» GIVEN TASK
Find every line in the items below that contains the string "jacket", and copy each of those lines. Case counts.

───── SUPPLIED RECORDS

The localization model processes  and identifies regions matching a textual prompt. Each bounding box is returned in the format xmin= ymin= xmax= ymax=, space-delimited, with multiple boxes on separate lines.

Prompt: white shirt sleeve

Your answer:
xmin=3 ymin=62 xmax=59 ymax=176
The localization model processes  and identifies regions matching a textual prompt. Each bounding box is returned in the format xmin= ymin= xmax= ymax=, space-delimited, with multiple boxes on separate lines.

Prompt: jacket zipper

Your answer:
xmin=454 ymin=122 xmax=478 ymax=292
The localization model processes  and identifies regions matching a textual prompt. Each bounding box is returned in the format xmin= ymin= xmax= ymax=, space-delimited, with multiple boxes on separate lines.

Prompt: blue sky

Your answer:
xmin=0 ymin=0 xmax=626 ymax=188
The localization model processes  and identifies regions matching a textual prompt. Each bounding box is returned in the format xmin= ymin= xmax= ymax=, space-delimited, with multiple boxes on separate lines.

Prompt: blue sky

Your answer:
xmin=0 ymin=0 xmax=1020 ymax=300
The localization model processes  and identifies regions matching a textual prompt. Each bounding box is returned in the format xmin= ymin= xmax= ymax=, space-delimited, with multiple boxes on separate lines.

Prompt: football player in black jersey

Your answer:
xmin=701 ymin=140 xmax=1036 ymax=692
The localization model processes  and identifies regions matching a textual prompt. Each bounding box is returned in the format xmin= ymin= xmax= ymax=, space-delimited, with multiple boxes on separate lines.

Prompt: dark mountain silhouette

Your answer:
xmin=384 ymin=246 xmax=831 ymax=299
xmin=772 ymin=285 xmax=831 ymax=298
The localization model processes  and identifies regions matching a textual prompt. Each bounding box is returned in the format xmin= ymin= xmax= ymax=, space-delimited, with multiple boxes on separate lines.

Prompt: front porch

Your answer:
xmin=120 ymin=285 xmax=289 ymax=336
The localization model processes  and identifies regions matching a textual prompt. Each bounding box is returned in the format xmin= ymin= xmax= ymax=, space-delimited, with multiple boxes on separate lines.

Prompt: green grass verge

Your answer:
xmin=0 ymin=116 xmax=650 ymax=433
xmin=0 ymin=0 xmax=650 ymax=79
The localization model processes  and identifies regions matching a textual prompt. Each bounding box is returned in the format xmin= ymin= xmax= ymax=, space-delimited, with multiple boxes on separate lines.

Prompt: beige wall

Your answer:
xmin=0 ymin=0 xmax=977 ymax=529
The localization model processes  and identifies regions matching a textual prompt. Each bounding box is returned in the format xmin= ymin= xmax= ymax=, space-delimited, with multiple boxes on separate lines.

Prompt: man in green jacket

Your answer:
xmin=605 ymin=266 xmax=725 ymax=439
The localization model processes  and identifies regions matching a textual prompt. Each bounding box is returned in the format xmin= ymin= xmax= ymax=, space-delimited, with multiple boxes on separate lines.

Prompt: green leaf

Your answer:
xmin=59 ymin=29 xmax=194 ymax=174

──────────

» IN RESPONSE
Prompt: jacket zipper
Prompt: man in green jacket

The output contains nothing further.